_SUPPLIED MATERIAL_:

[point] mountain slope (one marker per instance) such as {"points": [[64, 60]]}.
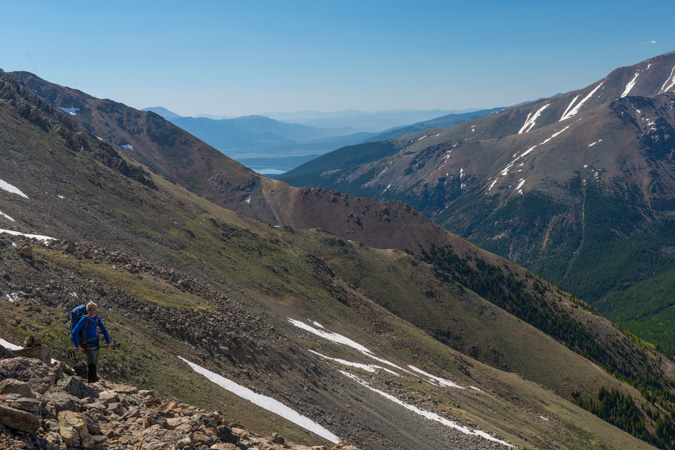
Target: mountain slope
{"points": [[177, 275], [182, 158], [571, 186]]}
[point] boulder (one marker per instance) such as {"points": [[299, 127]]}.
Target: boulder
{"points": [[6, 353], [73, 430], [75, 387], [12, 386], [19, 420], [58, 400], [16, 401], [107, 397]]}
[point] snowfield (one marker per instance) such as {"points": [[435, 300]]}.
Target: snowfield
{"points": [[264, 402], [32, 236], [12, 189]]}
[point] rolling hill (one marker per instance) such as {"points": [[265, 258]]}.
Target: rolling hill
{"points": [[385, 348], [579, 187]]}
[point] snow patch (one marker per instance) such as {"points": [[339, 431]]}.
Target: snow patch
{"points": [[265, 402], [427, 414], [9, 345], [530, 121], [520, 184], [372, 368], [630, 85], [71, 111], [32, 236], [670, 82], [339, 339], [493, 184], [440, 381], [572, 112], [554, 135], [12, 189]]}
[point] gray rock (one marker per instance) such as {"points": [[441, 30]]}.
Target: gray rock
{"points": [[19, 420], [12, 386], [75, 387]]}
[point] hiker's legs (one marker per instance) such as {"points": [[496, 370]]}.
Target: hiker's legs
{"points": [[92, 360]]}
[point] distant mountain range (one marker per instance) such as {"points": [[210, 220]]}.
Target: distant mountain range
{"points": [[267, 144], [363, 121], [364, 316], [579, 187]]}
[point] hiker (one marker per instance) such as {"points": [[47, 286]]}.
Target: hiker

_WHAT IS NEEDED_: Turn all of the items above into a numbered list, omitting blank lines and leaving out the picture.

_WRITTEN SOLUTION_:
1. [point] mountain slope (one marker per instance) such as {"points": [[64, 60]]}.
2. Target: mountain slope
3. {"points": [[177, 275], [182, 158], [571, 186]]}
4. [point] boulder (one marker per instance) such as {"points": [[299, 127]]}.
5. Target: boulder
6. {"points": [[6, 353], [73, 430], [75, 387], [12, 386], [19, 420], [58, 400], [16, 401], [107, 397]]}
7. [point] snowfield (one marker per instance) such as {"points": [[435, 300]]}.
8. Target: snowfield
9. {"points": [[264, 402], [32, 236], [12, 189]]}
10. [point] rolling hill (one marker per instance) such as {"points": [[265, 258]]}.
11. Target: rolling hill
12. {"points": [[385, 348], [579, 187]]}
13. [point] snow patch (one marker per instance) such as {"points": [[339, 431]]}.
14. Target: snow patch
15. {"points": [[265, 402], [427, 414], [9, 345], [530, 121], [520, 184], [372, 368], [630, 85], [71, 111], [32, 236], [670, 82], [339, 339], [493, 184], [440, 381], [572, 112], [554, 135], [12, 189]]}
16. [point] gray rock (one marker per instance) such as {"points": [[441, 30]]}.
17. Target: gray rock
18. {"points": [[19, 420], [12, 386], [75, 387]]}
19. [point] hiker's legs (one marker per instance) such as {"points": [[496, 370]]}.
20. Target: hiker's legs
21. {"points": [[92, 360]]}
22. [point] distant mountain range (one marker per instance) such as {"points": [[210, 220]]}.
23. Target: distant mountain range
24. {"points": [[267, 144], [363, 121], [364, 316], [579, 187]]}
25. [point] hiker (one marker per instance) such as {"points": [[47, 286]]}.
26. Target: hiker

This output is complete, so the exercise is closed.